* [Excerpt provided]:
-- Start --
Dylan Quick, who is a suspect in the multiple stabbings on the Lone Star Cy-Fair Campus, right, is escorted by Harris County Sherrif’s Office investigators after being questioned Tuesday in Houston. Quick, a student at the school, allegedly went on a building-to-building stabbing attack at the Texas community college Tuesday, wounding at least 14 people — many in the face and neck — before being subdued and arrested, authorities and witnesses said.

Dylan Quick, who is a suspect in the multiple stabbings on the Lone Star Cy-Fair Campus, right, is escorted by Harris County Sherrif’s Office investigators after being questioned Tuesday in Houston. Quick, a student at the school, allegedly went on a building-to-building stabbing attack at the Texas community college Tuesday, wounding at least 14 people — many in the face and neck — before being subdued and arrested, authorities and witnesses said. Photo by: AP Photo/Houston Chronicle, Cody Duty

 

The Associated Press

 

CYPRESS, Texas -- Dylan Quick was a shy young man who took out the trash and gardened with his parents, neighbors thought. That image was shattered Tuesday when police accused the 20-year-old of going on a rampage with a knife at a suburban Houston community college and said he later told them he had fantasized for years about stabbing people to death. 

 

The Harris County Sheriff's Office said that about 11:20 a.m. Quick began a building-to-building rampage with a razor-like knife at the Lone Star Community College System in Cypress. He wounded at least 14 people, two critically. 

 

"I can't imagine what would have happened to that young man to make him do something like this. He is very normal," said Magdalena Lopez, 48, who has lived across the street from the Quick family for 15 years. 

 

Quick would say hello when he took out the trash. Sometimes, he would work in the yard with his family. Neighbors, though, did note that he rarely came out alone.
-- End --
* [Task goal]: Extend the news report on the Lone Star College stabbings, beginning immediately after its final sentence.

* [Dataset section]:
-- Start --
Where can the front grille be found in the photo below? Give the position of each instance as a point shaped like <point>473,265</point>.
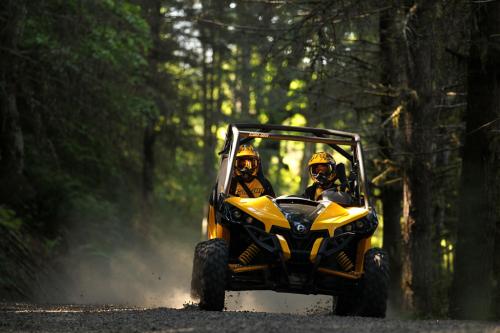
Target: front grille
-- End --
* [Output for this exercise]:
 

Still, the Quicks were friendly and fit in well with the other families on the block of brick, ranch-style homes. Most were aware that Quick is deaf. A street sign, "Deaf Child In Area," was posted on the block to warn drivers. 

 

"I can't believe he would do it," Lopez added. 

 

But hours after the stabbing attack, Quick was charged with three counts of aggravated assault, and the statement from the sheriff's office said pieces of the blade used in the attack were found in at least one victim and at the scene of the attack. A knife handle was found in a backpack Quick was carrying when he was arrested. Authorities were seen leaving Quick's parents' home with two brown paper bags. 

 

No one answered the door or the phone at the red brick home, though two vehicles were parked in the driveway, one of them a Honda Accord with a license plate that read "DYLAN." It was not immediately known if Quick has an attorney. 

 

The attack began before noon on a sunny spring day, interrupting the careless chatter of Diante Cotton and his friends, who were sitting in the cafeteria when a girl clutching her neck walked in, yelling. 

 

"He's stabbing people, he's stabbing people," Cotton said the girl shouted, his first indication that something was amiss on the normally tranquil campus.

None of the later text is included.